== Extract provided ==
******

There are three types of nonimmigrant student visas available in the United States: F-1, J-1 and M-1. The F-1 visa allows students to pursue academic studies at an accredited college or university, while the J-1 visa authorizes individuals to participate in programs that promote cultural exchange. The M-1 visa is for students pursuing vocational or other nonacademic studies.

All three visas require applicants to provide evidence of their financial ability to stay in the U.S. and prove that they intend to leave once their program ends. Knowing the differences between these visas is critical for anyone who is considering studying in the United States.

Nonimmigrant Student Visas
Nonimmigrant B1_B2 Visas

Nonimmigrant B1/B2 Visas

The B1 and B2 nonimmigrant visas are available to those who plan to visit the United States for a temporary stay. From visiting family and friends to attending meetings or conferences, these visas make it possible for many people from around the world to go to the US for specific activities for up to six months.

A B1 visa is typically used for business travelers who are coming to the U.S. to conduct business activities that don’t require any sort of payment by a U.S. entity, such as consultations or conferences. On the other hand, a B2 visa is often used for leisure or tourism activities like sight-seeing, or visiting family and friends in the United States.

******

== Stated exercise A ==
According to the passage on U.S. visas, for how long do B1 and B2 visas allow people to go to the US for specific activities?
== Stated exercise B ==
Reproduce word for word the section of the passage on U.S. visas that begins at the words "The B1 and B2" and stops after "to six months.".
The data after this passage on U.S. visas is not needed.

== Information supplied ==

******

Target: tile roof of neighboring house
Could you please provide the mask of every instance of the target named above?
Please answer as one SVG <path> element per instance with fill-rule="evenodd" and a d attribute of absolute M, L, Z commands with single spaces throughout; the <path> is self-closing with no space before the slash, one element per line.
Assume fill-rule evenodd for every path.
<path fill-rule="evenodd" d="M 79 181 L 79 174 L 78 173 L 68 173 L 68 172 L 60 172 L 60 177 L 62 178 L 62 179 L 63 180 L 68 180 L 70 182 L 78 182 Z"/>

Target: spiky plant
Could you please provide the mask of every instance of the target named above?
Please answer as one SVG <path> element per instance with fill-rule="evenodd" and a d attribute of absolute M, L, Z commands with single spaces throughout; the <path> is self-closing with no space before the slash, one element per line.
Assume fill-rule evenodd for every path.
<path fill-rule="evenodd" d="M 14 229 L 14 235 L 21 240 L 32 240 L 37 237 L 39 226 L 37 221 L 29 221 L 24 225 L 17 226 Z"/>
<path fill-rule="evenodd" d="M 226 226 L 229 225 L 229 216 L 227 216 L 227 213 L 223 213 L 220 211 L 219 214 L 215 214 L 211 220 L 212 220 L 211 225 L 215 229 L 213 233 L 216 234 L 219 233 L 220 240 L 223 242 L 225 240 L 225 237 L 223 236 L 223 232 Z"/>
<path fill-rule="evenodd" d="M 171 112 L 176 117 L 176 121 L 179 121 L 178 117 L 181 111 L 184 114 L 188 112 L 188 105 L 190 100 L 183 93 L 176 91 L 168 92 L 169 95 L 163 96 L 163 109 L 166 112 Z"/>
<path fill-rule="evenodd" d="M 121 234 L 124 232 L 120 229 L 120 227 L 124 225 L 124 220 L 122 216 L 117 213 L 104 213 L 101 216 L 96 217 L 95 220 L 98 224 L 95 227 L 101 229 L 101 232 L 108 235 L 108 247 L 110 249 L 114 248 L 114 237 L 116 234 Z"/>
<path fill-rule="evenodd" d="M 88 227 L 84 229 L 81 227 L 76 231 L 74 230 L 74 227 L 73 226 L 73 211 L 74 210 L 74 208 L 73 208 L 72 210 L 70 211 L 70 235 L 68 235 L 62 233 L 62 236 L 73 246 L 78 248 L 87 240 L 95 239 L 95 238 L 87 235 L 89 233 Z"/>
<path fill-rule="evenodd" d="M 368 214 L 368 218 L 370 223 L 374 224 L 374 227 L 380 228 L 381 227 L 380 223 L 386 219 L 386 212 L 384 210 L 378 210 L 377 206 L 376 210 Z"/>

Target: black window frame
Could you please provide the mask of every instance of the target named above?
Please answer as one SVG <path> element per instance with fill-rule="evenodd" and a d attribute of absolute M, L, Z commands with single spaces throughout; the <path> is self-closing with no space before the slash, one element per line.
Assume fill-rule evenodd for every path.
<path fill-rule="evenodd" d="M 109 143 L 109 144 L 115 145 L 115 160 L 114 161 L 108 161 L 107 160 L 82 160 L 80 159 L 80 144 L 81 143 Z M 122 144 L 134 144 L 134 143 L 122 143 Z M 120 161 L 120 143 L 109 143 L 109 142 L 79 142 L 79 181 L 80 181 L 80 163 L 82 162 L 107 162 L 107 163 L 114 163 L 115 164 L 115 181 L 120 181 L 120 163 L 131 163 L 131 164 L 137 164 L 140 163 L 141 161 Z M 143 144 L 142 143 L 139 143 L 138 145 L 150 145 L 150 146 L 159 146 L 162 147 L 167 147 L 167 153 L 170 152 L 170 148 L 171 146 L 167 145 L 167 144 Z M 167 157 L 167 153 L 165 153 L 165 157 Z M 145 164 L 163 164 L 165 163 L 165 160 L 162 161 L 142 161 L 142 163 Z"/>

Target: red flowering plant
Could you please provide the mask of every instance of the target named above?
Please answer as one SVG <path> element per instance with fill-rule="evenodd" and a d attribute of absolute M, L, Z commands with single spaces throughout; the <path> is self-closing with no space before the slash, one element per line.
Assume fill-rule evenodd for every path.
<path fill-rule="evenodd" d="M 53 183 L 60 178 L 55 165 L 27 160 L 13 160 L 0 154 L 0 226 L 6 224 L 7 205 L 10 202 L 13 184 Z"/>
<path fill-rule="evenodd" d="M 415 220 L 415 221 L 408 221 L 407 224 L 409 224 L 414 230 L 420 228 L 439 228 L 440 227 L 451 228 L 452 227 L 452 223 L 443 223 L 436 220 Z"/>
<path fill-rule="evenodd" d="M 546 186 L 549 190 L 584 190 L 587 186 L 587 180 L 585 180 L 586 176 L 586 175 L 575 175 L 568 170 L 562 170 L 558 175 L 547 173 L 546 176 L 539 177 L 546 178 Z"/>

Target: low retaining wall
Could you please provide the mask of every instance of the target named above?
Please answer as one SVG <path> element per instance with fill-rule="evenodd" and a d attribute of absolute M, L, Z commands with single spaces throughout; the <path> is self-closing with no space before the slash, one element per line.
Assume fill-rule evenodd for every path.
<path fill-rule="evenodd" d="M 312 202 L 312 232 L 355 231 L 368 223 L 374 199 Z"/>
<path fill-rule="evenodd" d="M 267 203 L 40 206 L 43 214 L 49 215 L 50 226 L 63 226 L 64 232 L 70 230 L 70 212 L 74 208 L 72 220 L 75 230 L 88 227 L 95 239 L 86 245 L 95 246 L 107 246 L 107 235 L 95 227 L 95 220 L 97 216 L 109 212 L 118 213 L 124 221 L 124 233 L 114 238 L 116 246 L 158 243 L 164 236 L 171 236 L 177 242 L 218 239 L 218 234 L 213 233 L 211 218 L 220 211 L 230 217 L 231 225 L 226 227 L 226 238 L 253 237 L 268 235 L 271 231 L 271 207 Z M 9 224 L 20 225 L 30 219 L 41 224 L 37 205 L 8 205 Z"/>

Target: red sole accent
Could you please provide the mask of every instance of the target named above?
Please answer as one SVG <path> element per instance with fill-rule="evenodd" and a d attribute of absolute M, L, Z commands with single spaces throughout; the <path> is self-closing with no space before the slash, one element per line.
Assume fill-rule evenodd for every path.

******

== Final answer A ==
Up to six months.

== Final answer B ==
The B1 and B2 nonimmigrant visas are available to those who plan to visit the United States for a temporary stay. From visiting family and friends to attending meetings or conferences, these visas make it possible for many people from around the world to go to the US for specific activities for up to six months.